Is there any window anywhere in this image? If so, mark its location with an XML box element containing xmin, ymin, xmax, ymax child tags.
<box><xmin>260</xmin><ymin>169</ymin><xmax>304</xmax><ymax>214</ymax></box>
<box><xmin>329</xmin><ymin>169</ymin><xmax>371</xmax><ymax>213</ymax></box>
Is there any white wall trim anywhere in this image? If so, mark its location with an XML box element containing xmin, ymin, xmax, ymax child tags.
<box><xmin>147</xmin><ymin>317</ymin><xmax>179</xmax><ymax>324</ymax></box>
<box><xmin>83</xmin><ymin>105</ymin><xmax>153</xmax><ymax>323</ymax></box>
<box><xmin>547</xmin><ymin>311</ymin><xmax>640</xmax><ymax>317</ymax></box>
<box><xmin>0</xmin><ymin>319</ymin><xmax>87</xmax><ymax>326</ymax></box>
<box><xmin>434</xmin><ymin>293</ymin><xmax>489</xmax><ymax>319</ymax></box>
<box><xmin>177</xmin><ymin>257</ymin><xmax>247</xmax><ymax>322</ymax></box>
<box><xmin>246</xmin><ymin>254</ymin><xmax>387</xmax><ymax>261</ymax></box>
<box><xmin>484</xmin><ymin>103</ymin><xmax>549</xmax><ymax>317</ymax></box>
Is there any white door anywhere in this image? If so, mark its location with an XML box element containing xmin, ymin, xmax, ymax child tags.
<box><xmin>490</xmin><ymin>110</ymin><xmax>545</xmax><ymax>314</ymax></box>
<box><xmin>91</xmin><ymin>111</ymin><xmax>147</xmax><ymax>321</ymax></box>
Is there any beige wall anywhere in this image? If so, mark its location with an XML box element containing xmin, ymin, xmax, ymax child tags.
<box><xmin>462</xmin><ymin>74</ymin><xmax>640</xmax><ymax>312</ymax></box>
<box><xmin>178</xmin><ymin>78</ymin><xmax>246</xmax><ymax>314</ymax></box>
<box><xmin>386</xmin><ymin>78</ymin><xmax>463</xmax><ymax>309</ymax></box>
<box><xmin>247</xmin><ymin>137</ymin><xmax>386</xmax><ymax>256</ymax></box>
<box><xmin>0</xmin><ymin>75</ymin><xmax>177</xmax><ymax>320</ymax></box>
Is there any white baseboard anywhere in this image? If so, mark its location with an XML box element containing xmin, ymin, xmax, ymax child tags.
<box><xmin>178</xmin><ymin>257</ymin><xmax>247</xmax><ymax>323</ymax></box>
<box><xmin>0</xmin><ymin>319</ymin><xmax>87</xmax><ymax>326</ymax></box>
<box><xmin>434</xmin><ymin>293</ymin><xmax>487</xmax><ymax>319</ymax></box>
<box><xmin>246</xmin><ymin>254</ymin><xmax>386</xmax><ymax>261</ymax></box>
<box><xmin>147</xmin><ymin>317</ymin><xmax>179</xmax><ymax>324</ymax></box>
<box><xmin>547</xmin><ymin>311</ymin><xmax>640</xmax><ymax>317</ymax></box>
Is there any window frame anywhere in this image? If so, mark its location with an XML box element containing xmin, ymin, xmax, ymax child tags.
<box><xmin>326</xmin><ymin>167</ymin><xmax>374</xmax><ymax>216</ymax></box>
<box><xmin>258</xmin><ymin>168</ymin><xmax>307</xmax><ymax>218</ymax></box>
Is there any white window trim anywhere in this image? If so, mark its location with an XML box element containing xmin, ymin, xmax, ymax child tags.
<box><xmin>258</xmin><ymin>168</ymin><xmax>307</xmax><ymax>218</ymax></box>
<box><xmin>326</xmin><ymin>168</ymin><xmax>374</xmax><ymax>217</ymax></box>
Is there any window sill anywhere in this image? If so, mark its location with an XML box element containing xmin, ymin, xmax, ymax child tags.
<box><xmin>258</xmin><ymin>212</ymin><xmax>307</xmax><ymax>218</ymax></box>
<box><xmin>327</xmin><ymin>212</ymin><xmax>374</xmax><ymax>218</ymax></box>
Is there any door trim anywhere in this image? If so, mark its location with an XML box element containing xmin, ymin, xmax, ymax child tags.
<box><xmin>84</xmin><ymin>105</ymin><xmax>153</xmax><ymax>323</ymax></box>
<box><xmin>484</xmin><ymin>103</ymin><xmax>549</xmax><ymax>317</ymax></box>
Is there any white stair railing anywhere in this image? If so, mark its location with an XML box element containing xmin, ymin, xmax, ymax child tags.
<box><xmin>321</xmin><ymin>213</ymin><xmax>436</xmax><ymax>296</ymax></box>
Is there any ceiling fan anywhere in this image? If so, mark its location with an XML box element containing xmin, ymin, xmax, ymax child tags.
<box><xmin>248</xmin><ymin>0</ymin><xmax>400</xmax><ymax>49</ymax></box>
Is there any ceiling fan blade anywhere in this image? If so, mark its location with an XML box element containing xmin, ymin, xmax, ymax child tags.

------------------------

__Instructions to follow__
Switch "ceiling fan" to "light fixture" in the listing above, from the line containing "Is there any ceiling fan anywhere" through the end of the listing, and write those lines out again with everything else unchanged.

__Correct answer__
Is there any light fixture anywhere in this image? If so, mark its location with an XML box element containing xmin, ymin, xmax, ymax child tags.
<box><xmin>248</xmin><ymin>0</ymin><xmax>400</xmax><ymax>49</ymax></box>
Is there any light fixture blade anywhere in this image? If so, mark its location with an XML box element containing xmin, ymin, xmax, ymax child tags.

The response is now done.